:: STORED DATA ::
········
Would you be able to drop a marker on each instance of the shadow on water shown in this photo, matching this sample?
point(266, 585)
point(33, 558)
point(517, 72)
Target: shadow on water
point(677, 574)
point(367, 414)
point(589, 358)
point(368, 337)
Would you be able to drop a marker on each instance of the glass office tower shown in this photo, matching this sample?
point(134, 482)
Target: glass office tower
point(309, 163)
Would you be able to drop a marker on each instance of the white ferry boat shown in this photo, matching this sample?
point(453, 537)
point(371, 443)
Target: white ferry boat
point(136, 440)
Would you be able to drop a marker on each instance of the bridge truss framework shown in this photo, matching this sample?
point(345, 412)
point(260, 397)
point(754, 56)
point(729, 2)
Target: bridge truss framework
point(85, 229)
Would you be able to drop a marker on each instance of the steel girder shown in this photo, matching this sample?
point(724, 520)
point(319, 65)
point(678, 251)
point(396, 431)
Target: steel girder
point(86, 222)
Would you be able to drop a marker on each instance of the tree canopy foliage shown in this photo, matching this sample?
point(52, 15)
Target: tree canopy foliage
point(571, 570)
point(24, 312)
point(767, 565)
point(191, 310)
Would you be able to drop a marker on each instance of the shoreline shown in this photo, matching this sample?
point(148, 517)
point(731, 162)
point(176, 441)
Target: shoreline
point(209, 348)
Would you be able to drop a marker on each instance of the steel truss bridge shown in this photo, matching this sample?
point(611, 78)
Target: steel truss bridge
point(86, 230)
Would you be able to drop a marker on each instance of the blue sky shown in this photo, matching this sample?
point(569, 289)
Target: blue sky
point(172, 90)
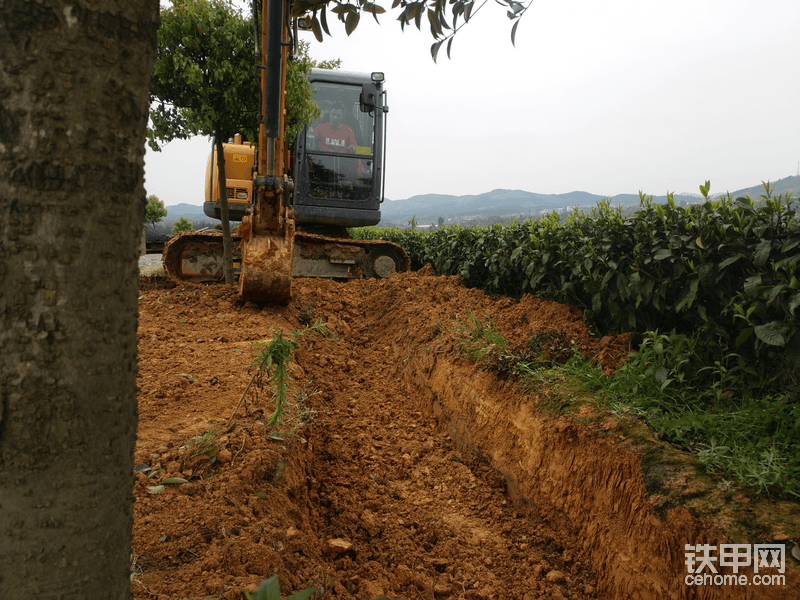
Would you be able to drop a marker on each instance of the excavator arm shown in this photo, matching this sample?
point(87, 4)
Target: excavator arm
point(267, 233)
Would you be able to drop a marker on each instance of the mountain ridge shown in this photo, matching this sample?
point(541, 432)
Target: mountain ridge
point(427, 208)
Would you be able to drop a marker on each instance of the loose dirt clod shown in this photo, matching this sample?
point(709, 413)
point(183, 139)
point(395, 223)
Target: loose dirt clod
point(402, 470)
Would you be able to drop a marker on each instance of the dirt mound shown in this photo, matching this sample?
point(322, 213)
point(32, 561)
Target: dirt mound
point(402, 470)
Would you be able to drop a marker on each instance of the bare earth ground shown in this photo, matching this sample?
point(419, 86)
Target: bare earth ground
point(404, 470)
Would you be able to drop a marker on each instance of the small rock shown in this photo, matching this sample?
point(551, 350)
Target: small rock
point(442, 589)
point(555, 576)
point(224, 456)
point(403, 575)
point(338, 545)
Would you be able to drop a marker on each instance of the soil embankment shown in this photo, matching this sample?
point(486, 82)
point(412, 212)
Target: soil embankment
point(404, 470)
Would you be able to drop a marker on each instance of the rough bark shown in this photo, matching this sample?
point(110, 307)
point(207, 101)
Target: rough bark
point(74, 80)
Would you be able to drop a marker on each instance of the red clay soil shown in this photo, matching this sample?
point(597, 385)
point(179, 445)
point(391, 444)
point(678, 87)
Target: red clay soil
point(403, 470)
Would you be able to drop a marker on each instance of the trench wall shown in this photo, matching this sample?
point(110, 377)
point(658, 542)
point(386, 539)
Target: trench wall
point(589, 484)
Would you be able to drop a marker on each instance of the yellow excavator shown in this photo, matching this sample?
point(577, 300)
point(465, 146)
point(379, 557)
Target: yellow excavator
point(296, 226)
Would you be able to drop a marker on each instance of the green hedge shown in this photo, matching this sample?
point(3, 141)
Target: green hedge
point(726, 270)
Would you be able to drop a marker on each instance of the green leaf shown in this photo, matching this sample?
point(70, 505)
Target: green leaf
point(729, 261)
point(316, 28)
point(351, 22)
point(514, 33)
point(268, 589)
point(772, 334)
point(662, 253)
point(743, 336)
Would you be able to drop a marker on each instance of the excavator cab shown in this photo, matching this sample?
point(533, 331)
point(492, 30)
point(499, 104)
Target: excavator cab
point(339, 170)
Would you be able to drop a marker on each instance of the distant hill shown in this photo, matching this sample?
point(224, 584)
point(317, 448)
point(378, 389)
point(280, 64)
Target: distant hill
point(503, 204)
point(782, 187)
point(498, 203)
point(190, 211)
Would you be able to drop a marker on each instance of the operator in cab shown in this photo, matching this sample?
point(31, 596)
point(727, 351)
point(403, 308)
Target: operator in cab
point(333, 136)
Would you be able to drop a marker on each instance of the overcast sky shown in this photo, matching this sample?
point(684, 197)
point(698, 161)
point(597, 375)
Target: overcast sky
point(607, 97)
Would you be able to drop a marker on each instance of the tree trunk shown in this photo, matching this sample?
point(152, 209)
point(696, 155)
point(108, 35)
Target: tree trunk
point(227, 243)
point(74, 82)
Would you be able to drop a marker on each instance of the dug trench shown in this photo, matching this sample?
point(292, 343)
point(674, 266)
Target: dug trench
point(404, 469)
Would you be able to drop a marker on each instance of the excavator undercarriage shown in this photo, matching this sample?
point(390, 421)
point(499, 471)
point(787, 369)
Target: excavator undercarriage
point(196, 257)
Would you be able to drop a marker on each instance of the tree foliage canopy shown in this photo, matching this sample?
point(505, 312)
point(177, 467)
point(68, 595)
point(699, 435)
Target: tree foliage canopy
point(444, 17)
point(205, 79)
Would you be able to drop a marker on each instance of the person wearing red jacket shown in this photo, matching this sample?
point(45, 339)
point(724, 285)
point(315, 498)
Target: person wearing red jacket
point(334, 136)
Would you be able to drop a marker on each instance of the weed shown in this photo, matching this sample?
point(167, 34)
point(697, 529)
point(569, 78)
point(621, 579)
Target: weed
point(272, 367)
point(479, 339)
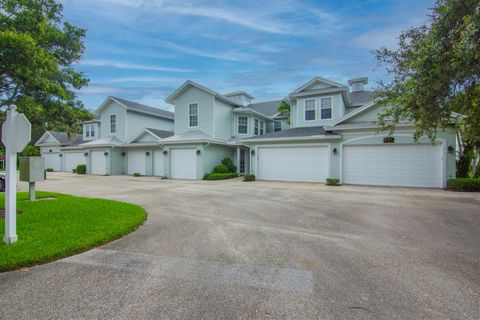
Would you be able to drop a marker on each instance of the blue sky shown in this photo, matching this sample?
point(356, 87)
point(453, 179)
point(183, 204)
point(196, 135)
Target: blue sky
point(142, 50)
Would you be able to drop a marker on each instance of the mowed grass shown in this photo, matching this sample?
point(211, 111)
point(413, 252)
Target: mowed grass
point(51, 229)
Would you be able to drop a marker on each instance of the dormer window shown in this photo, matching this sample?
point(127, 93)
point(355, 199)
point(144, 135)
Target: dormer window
point(309, 109)
point(193, 114)
point(113, 123)
point(242, 125)
point(326, 108)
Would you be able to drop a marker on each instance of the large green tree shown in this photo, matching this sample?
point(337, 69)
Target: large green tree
point(37, 51)
point(435, 75)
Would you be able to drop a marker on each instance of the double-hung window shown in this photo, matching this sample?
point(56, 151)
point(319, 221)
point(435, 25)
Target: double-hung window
point(310, 109)
point(113, 123)
point(193, 114)
point(326, 108)
point(242, 125)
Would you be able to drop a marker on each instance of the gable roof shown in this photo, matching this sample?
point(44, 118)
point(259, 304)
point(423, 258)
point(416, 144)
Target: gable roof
point(171, 98)
point(137, 107)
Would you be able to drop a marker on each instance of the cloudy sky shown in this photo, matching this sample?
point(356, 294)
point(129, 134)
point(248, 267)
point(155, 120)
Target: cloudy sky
point(142, 50)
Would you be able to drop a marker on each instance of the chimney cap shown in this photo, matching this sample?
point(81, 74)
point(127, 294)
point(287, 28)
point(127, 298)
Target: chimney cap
point(363, 80)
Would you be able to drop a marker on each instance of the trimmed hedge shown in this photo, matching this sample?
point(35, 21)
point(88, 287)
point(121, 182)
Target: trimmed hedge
point(333, 182)
point(81, 169)
point(464, 184)
point(221, 168)
point(219, 176)
point(249, 177)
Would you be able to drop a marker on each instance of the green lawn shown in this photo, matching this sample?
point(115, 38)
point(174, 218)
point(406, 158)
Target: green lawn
point(51, 229)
········
Copy every record exactly, but skip the pictures.

:: SOLUTION ::
Would you be able to drop a marker on each instance of the shadow on water shown in this photo, matching this sample?
point(266, 585)
point(33, 558)
point(517, 72)
Target: shadow on water
point(677, 574)
point(367, 414)
point(589, 358)
point(368, 337)
Would you be able to drop a marker on each instance of the glass office tower shown in this photo, matching this sample?
point(134, 482)
Target: glass office tower
point(309, 163)
Would you be able to drop a marker on each instance of the white ferry boat shown in this photo, matching this sample?
point(453, 537)
point(371, 443)
Target: white ferry boat
point(136, 440)
Would you be able to drop a marker on each instance of the bridge truss framework shown in this photo, matching this sample?
point(345, 412)
point(260, 397)
point(754, 56)
point(729, 2)
Target: bridge truss framework
point(85, 229)
Would you be able to drop a marker on each instance of the steel girder shown in this photo, matching this sample?
point(724, 520)
point(319, 65)
point(678, 251)
point(396, 431)
Target: steel girder
point(86, 222)
Would you be able to drop a marker on each instance of the tree canopy foliage shown in this photo, matching this sample?
point(52, 15)
Target: tree canopy foliage
point(571, 570)
point(24, 312)
point(767, 565)
point(191, 310)
Would you be able to drop a marker on each instance of the shoreline shown in this photo, matching this sample?
point(148, 517)
point(731, 162)
point(176, 441)
Target: shoreline
point(209, 348)
Would you be able to drop a marker on each instance of the steel truss bridge shown in this photo, matching this sample?
point(611, 78)
Target: steel truss bridge
point(86, 230)
Would you be able to drop a marker on each instance of the blue sky shown in this photo, matching this sample?
point(569, 289)
Target: blue sky
point(172, 90)
Would you be able to drop a marker on each instance of the excavator arm shown in this photo, matching this sample?
point(87, 4)
Target: excavator arm
point(267, 233)
Would you be able to drop a marker on each instance of the mountain ridge shown in this photo, matching this sample?
point(541, 432)
Target: mountain ridge
point(427, 208)
Would you be able to drop a marker on each instance of the loose dirt clod shown in this photo, matching this sample?
point(709, 413)
point(183, 139)
point(395, 223)
Target: loose dirt clod
point(402, 470)
Would you be able to drop a marker on each instance of the dirt mound shown in this photo, matching this sample?
point(322, 213)
point(32, 561)
Target: dirt mound
point(402, 470)
Would you be able to drop a marker on each instance of the bare earth ground shown in this photo, matching this sample?
point(419, 86)
Target: bare earth ground
point(404, 470)
Would you be able to drop a marker on each instance of the small rock shown in this photo, matching this sample?
point(551, 350)
Target: small rock
point(442, 589)
point(555, 576)
point(224, 456)
point(403, 575)
point(338, 545)
Would you be able to drop a marker on each instance of the soil embankment shown in this photo, matching this sample?
point(486, 82)
point(412, 212)
Target: soil embankment
point(404, 470)
Would you be able to drop a marker on each instance of the rough bark shown in this photo, matching this sample?
point(110, 307)
point(207, 101)
Target: rough bark
point(74, 80)
Would you be able to drop a marker on each instance of the red clay soil shown in this photo, matching this sample?
point(597, 385)
point(179, 445)
point(391, 444)
point(678, 87)
Target: red clay soil
point(403, 470)
Would you be able to drop a marker on each instance of the trench wall shown in this photo, matching this sample?
point(110, 377)
point(658, 542)
point(386, 539)
Target: trench wall
point(589, 484)
Would you be able to drop a marker on each instance of the yellow excavator shown in this photo, matching this sample?
point(577, 300)
point(465, 146)
point(379, 557)
Target: yellow excavator
point(296, 226)
Would you be able to drop a marker on each instance of the green hedge shown in this photo, matching this sample?
point(3, 141)
Target: green hedge
point(726, 270)
Would you be able to drop a marker on each instance of the green leaf shown in this photo, matching this sample?
point(70, 505)
Target: green leaf
point(729, 261)
point(316, 28)
point(351, 22)
point(514, 33)
point(268, 589)
point(772, 334)
point(662, 253)
point(743, 336)
Would you be able to drop a marker on each instance of the excavator cab shown in this photo, matching this sample?
point(533, 331)
point(492, 30)
point(499, 104)
Target: excavator cab
point(339, 170)
Would you be able to drop a marker on each instance of the distant hill shown in this photo, matching this sample?
point(224, 584)
point(317, 448)
point(378, 389)
point(280, 64)
Target: distant hill
point(503, 204)
point(782, 187)
point(498, 203)
point(190, 211)
Would you be able to drop a marker on each instance of the operator in cab shown in this photo, matching this sample?
point(31, 596)
point(727, 351)
point(403, 308)
Target: operator in cab
point(333, 136)
Would you be able to drop a marker on each instance of the overcast sky shown in this photo, matching this sample?
point(684, 197)
point(698, 161)
point(597, 375)
Target: overcast sky
point(607, 97)
Would you be able to drop a marker on each instance of the tree trunk shown in this photo, matching this sample?
point(152, 209)
point(696, 155)
point(108, 35)
Target: tree trunk
point(227, 243)
point(74, 82)
Would you be able to drop a marker on each instance of the dug trench shown in this photo, matching this sample?
point(292, 343)
point(674, 266)
Target: dug trench
point(404, 469)
Would you be able to drop a marker on each instance of the excavator undercarriage shown in this photo, matching this sample?
point(390, 421)
point(499, 471)
point(787, 369)
Target: excavator undercarriage
point(196, 257)
Would you be able to drop a marker on each instance of the tree foliage canopy shown in this photo, matching this sample?
point(505, 312)
point(177, 467)
point(68, 595)
point(699, 435)
Target: tree foliage canopy
point(444, 17)
point(205, 79)
Would you be able to drop a marker on each instance of the person wearing red jacket shown in this photo, matching this sample?
point(45, 339)
point(724, 285)
point(315, 498)
Target: person wearing red jacket
point(334, 136)
Would you be able to drop a marker on each instance of the weed shown in this photo, matching this sample?
point(167, 34)
point(697, 529)
point(569, 78)
point(621, 579)
Target: weed
point(272, 367)
point(479, 339)
Would you be able to drop a marker on each instance of the blue sky shown in this photo, matching this sample?
point(356, 87)
point(453, 179)
point(183, 204)
point(196, 135)
Target: blue sky
point(142, 50)
Would you be able to drop a marker on each instance of the mowed grass shown in this photo, matching this sample?
point(211, 111)
point(413, 252)
Target: mowed grass
point(51, 229)
Would you be able to drop a marker on each instance of the dormer window shown in this photo, matching this sample?
point(127, 93)
point(355, 199)
point(144, 135)
Target: dormer window
point(309, 109)
point(193, 114)
point(113, 123)
point(242, 125)
point(326, 108)
Would you be able to drop a marker on each instance of the large green tree shown in this photo, matching this sample?
point(337, 69)
Target: large green tree
point(37, 51)
point(435, 75)
Would you be able to drop a marker on each instance of the double-hung window shown in this photo, matching this sample?
point(56, 151)
point(319, 221)
point(435, 25)
Target: double-hung window
point(310, 109)
point(113, 123)
point(193, 114)
point(326, 108)
point(242, 125)
Would you be able to drop a marker on each instance of the gable roof shown in this photo, matching this sample?
point(44, 118)
point(259, 304)
point(423, 258)
point(416, 144)
Target: gable roof
point(171, 98)
point(137, 107)
Would you be able to drop a marker on each instance of the cloudy sky shown in this photo, matching this sample?
point(356, 294)
point(129, 134)
point(248, 267)
point(155, 120)
Target: cloudy sky
point(142, 50)
Would you be able to drop a marker on each instance of the chimney cap shown in this photo, matching this sample?
point(81, 74)
point(127, 294)
point(287, 28)
point(127, 298)
Target: chimney cap
point(363, 80)
Would you be able to drop a marker on each instance of the trimmed hedge shown in this photo, matching this sample?
point(35, 21)
point(88, 287)
point(121, 182)
Target: trimmed hedge
point(333, 182)
point(81, 169)
point(464, 184)
point(221, 168)
point(219, 176)
point(249, 177)
Would you be able to drop a marker on each instance of the green lawn shown in this photo, matching this sample?
point(115, 38)
point(174, 218)
point(406, 158)
Target: green lawn
point(51, 229)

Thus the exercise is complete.